**TASKS TO CARRY OUT**:
[1] Decide whether each statement agrees with the valuation note below, answering yes or no and quoting the deciding words: (a) Investments listed on the Zimbabwe Stock Exchange are classified within level 1 of the hierarchy. (b) The total carrying value of the Master Fund's investments was USD 8,727,712 as at 31 December 2023. (c) At quoted prices, the Zimbabwe-listed investments would have been worth USD 6,568,413.
[2] Answer these questions from the valuation note below:
(a) Within which level of the hierarchy are quoted equity and debt instruments generally classified?
(b) What fair value was reached for the investments listed on the Zimbabwe Stock Exchange?
(c) Which note is cited for the total carrying value of the investments?

**SUPPLIED TEXT**:
══════════

The valuation techniques of the
investments at Master Fund level are as follows:
Equity
and debt securities
These pertain to equity and debt instruments
which are quoted for which there is a market price. As a result,
they are classified within level 1 of the hierarchy except for the
valuation of listed on the Zimbabwe Stock Exchange which have been
classified as level 2 given that their quoted share price has been
discounted as at 31 December 2023 as follows:
Valuation of
investments listed on the Zimbabwe Stock Exchange
The total carrying value of the investments
held by the Master Fund amounted to USD 8,727,712 as at 31 December
2023 (Note 6(b)), of which USD 2,895,212 represents investments
listed on the Zimbabwe Stock Exchange. Based on quoted prices
on the Zimbabwe Stock Exchange, these investments would have been
valued at USD 6,568,413. However, owing to the ongoing market
instability, hyperinflationary economy and difficulty repatriation
ZIM currency to USD, a discount has been applied to the market
price to arrive at the fair value of USD 2,895,212.

══════════

**COLLECTED DATA**:
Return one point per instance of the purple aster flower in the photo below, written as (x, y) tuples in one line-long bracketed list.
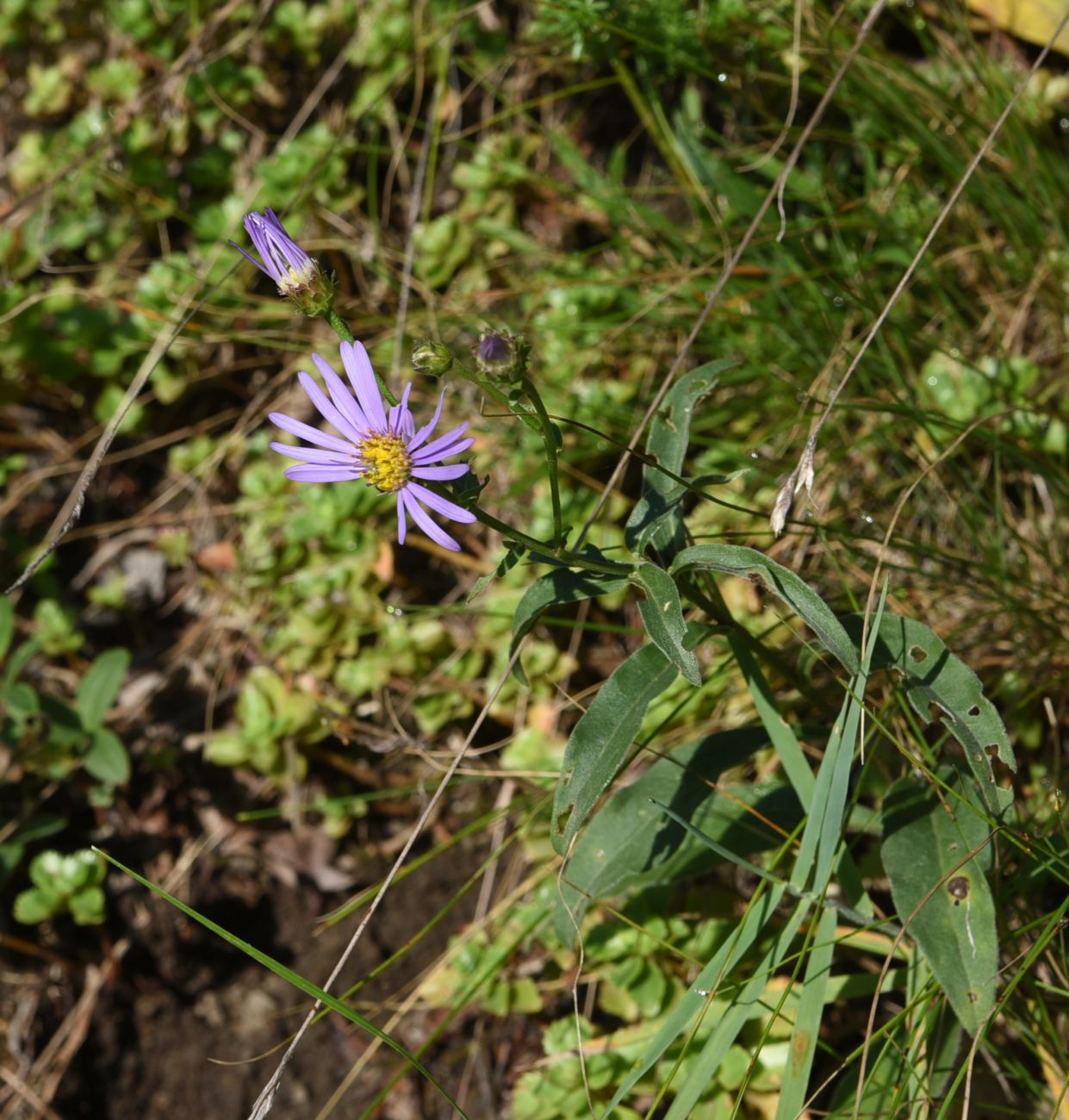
[(297, 276), (382, 447)]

══════════

**THE ANSWERS**:
[1]
(a) No: "have been classified as level 2"
(b) Yes: "amounted to USD 8,727,712 as at 31 December 2023"
(c) Yes: "these investments would have been valued at USD 6,568,413"

[2]
(a) Level 1
(b) USD 2,895,212
(c) Note 6(b)